begin Record list

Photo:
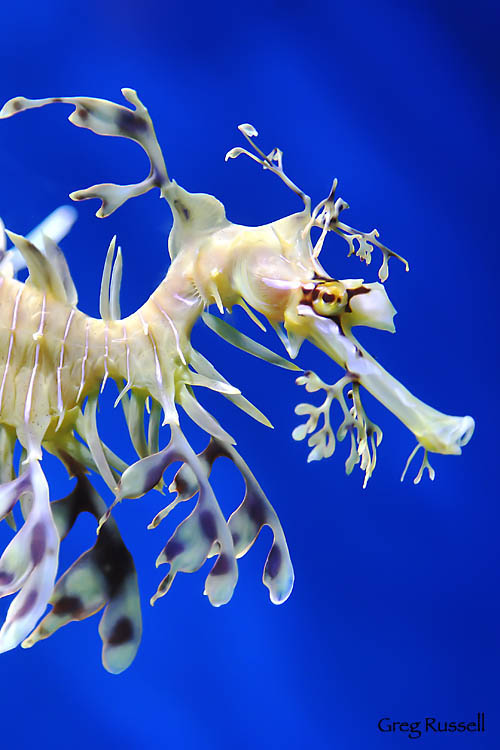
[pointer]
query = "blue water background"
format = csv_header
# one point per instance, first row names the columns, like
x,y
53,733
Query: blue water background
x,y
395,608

end Record list
begin Record list

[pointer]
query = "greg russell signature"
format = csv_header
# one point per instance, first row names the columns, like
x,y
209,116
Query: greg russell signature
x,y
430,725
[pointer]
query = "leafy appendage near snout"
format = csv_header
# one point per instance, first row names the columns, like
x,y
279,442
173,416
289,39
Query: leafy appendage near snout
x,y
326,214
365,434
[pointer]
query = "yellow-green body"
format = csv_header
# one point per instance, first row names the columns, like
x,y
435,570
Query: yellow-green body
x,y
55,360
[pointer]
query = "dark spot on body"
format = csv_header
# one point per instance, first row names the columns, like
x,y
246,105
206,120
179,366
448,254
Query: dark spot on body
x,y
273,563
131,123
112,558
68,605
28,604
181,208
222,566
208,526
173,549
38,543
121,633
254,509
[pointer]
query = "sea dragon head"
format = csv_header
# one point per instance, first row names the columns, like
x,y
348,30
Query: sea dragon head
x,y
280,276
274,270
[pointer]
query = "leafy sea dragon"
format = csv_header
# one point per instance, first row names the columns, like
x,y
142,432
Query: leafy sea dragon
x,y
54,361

end Record list

◆ Task to complete ◆
Pull out every line of the material above that contains the string "leafy". Case counts.

◆ Output of the exercise ◆
query = "leafy appendage near snout"
Query: leafy appendage near snout
query = "leafy sea dragon"
Query: leafy sea dragon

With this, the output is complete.